**Listed records**
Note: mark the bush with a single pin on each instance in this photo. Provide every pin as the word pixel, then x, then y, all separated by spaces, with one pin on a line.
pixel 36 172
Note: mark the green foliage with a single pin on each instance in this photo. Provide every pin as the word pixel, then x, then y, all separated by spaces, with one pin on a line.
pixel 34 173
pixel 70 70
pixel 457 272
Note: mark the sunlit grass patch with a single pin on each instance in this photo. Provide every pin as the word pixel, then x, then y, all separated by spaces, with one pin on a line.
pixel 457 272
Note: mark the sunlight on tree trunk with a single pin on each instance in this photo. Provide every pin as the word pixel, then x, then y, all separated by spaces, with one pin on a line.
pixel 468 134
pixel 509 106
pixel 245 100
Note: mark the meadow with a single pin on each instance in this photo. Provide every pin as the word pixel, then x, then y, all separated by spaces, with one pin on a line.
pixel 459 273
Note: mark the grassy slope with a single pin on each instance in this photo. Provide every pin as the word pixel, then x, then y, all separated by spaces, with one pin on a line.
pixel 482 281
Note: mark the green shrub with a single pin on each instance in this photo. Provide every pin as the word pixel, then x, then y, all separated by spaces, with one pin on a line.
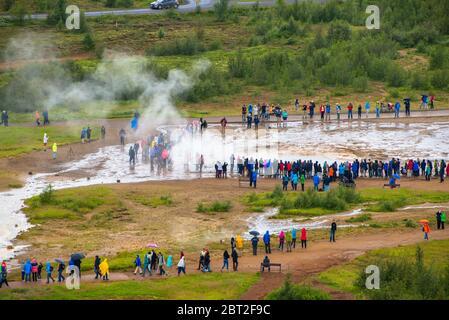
pixel 186 46
pixel 290 291
pixel 402 280
pixel 216 206
pixel 221 10
pixel 360 218
pixel 46 196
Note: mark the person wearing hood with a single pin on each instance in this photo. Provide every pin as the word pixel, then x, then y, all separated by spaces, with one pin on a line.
pixel 146 264
pixel 239 242
pixel 54 150
pixel 225 260
pixel 61 267
pixel 97 267
pixel 49 270
pixel 426 230
pixel 182 264
pixel 161 262
pixel 316 181
pixel 235 259
pixel 333 231
pixel 34 269
pixel 443 219
pixel 45 140
pixel 28 268
pixel 303 181
pixel 294 237
pixel 4 274
pixel 304 238
pixel 169 262
pixel 266 241
pixel 253 179
pixel 281 240
pixel 138 265
pixel 104 269
pixel 438 217
pixel 254 242
pixel 288 239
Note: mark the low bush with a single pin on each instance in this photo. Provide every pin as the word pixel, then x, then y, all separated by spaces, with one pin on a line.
pixel 290 291
pixel 216 206
pixel 360 218
pixel 402 280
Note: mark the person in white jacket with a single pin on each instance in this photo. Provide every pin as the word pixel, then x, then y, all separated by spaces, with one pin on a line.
pixel 182 264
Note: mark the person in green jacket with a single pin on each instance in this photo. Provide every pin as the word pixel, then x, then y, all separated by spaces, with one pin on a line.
pixel 303 180
pixel 443 219
pixel 288 238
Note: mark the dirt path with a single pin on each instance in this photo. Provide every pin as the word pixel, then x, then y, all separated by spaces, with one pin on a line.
pixel 301 263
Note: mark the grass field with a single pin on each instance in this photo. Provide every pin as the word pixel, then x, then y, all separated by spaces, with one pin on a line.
pixel 343 277
pixel 15 141
pixel 210 286
pixel 310 204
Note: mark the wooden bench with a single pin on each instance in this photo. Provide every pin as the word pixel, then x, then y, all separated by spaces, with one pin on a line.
pixel 392 186
pixel 262 266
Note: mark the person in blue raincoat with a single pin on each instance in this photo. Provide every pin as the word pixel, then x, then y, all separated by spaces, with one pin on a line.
pixel 266 241
pixel 138 264
pixel 294 179
pixel 294 237
pixel 146 263
pixel 254 242
pixel 367 107
pixel 169 262
pixel 397 108
pixel 27 268
pixel 253 179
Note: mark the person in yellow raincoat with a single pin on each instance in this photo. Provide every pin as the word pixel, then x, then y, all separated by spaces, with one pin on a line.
pixel 239 243
pixel 54 149
pixel 104 269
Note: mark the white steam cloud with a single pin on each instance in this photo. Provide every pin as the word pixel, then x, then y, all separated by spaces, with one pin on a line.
pixel 117 75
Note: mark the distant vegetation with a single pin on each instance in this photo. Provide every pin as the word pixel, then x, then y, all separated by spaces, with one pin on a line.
pixel 303 47
pixel 216 206
pixel 290 291
pixel 406 272
pixel 339 199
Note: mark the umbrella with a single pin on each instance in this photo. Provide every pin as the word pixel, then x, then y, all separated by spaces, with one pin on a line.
pixel 77 256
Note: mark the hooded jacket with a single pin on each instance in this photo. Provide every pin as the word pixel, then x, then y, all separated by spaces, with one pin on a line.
pixel 266 238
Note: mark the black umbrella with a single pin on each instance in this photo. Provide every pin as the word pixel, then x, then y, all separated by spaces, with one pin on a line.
pixel 77 256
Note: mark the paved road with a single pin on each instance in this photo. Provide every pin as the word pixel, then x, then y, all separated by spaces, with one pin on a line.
pixel 188 7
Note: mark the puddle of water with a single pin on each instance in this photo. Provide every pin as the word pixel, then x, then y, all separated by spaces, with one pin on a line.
pixel 261 222
pixel 315 141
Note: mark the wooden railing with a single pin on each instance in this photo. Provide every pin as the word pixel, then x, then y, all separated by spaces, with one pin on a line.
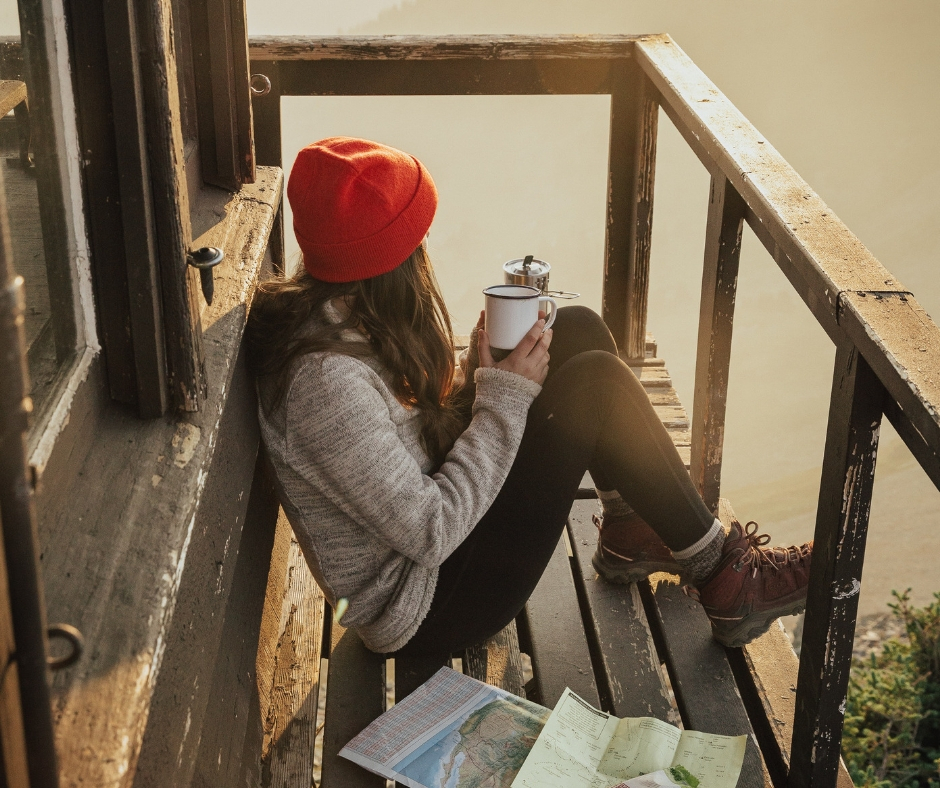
pixel 887 348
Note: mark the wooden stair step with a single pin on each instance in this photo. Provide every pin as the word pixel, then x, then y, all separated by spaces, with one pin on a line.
pixel 627 655
pixel 560 653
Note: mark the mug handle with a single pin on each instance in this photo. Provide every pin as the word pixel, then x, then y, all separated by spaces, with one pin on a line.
pixel 551 318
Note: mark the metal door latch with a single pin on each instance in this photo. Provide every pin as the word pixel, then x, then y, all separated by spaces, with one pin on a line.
pixel 205 260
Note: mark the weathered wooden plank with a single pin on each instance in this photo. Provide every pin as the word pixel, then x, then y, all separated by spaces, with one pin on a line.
pixel 133 245
pixel 560 653
pixel 826 264
pixel 220 71
pixel 926 455
pixel 818 253
pixel 652 375
pixel 641 221
pixel 497 661
pixel 270 629
pixel 716 317
pixel 838 556
pixel 182 298
pixel 627 102
pixel 290 721
pixel 704 685
pixel 472 47
pixel 412 672
pixel 672 416
pixel 140 548
pixel 766 671
pixel 266 119
pixel 12 92
pixel 229 741
pixel 52 178
pixel 631 679
pixel 902 346
pixel 457 77
pixel 355 695
pixel 27 745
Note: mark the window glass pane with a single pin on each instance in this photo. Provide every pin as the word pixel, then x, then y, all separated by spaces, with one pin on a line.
pixel 35 208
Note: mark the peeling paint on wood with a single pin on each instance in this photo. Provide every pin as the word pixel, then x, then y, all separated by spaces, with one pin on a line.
pixel 475 47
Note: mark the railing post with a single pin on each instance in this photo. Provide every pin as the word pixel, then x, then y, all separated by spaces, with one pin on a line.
pixel 848 475
pixel 266 110
pixel 716 318
pixel 634 119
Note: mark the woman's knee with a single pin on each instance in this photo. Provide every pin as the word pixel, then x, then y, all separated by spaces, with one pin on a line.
pixel 578 329
pixel 602 374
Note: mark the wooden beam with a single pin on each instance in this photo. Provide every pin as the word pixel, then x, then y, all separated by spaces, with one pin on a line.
pixel 902 345
pixel 355 695
pixel 266 132
pixel 766 670
pixel 456 77
pixel 182 298
pixel 135 208
pixel 560 653
pixel 631 170
pixel 497 661
pixel 716 318
pixel 848 476
pixel 620 633
pixel 12 92
pixel 290 717
pixel 472 47
pixel 825 262
pixel 699 669
pixel 927 456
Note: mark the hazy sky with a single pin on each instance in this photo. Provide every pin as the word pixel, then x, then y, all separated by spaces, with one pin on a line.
pixel 847 90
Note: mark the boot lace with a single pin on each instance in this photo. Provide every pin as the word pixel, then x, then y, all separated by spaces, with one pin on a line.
pixel 760 557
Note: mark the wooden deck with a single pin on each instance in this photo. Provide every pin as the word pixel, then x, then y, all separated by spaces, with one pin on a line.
pixel 638 650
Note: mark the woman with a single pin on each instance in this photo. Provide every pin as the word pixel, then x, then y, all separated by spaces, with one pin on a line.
pixel 431 501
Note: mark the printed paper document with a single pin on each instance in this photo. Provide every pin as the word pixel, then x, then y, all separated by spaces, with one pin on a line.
pixel 582 747
pixel 452 732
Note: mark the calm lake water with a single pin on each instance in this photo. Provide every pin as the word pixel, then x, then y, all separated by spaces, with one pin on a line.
pixel 847 91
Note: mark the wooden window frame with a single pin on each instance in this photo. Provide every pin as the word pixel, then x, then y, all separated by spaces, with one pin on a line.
pixel 178 121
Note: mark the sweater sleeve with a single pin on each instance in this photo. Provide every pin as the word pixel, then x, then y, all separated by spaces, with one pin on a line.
pixel 342 439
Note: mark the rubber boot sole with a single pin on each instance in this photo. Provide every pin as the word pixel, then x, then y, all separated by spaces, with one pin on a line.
pixel 734 633
pixel 623 573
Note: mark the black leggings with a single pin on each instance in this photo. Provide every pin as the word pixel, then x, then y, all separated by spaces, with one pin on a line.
pixel 593 414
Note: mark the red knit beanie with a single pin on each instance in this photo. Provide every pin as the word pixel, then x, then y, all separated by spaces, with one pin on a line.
pixel 360 208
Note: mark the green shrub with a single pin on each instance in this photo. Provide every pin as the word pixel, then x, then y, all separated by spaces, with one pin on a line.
pixel 891 737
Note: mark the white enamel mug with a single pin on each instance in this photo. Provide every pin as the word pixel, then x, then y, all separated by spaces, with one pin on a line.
pixel 511 311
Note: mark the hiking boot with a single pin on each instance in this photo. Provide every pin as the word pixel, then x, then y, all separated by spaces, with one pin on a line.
pixel 753 585
pixel 628 550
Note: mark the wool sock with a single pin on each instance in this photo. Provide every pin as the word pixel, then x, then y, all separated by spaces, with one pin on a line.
pixel 700 559
pixel 613 505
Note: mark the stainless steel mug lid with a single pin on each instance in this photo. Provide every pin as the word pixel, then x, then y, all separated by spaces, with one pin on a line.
pixel 527 266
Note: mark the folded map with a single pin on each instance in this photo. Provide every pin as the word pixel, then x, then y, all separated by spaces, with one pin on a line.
pixel 583 747
pixel 451 732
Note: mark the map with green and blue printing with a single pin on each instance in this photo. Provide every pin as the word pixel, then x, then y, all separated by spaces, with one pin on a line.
pixel 452 732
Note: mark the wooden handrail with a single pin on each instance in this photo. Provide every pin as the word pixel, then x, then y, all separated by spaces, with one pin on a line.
pixel 12 93
pixel 476 47
pixel 887 348
pixel 845 287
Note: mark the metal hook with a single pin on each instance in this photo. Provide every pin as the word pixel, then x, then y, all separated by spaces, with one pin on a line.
pixel 205 260
pixel 265 85
pixel 74 637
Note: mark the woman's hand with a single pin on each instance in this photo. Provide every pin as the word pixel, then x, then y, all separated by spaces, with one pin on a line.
pixel 529 359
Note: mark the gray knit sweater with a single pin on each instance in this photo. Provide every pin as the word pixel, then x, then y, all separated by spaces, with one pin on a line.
pixel 354 481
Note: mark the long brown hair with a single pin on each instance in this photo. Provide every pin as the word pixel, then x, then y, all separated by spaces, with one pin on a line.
pixel 402 314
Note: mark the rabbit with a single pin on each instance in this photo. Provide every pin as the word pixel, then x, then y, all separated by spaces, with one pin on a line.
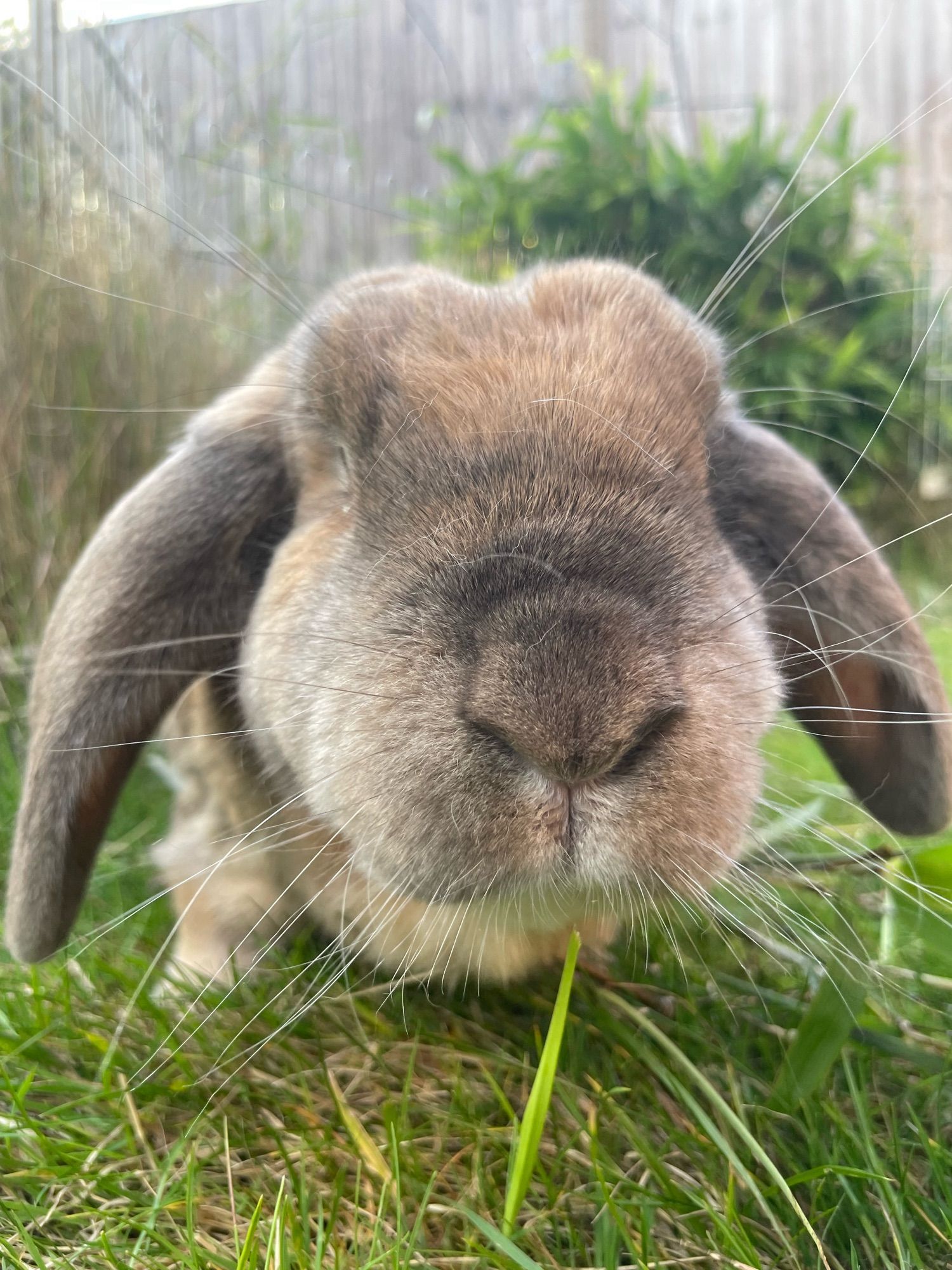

**What is needed**
Could you copy out, word for word, the lines from the one containing "Note: mark the dirt" up to and including the one containing "pixel 301 263"?

**Task output**
Note: mark the dirt path with a single pin on each instance in this photo. Provide every pin as the word pixel, then x, then y, all separated by spaces, with one pin on a line.
pixel 301 263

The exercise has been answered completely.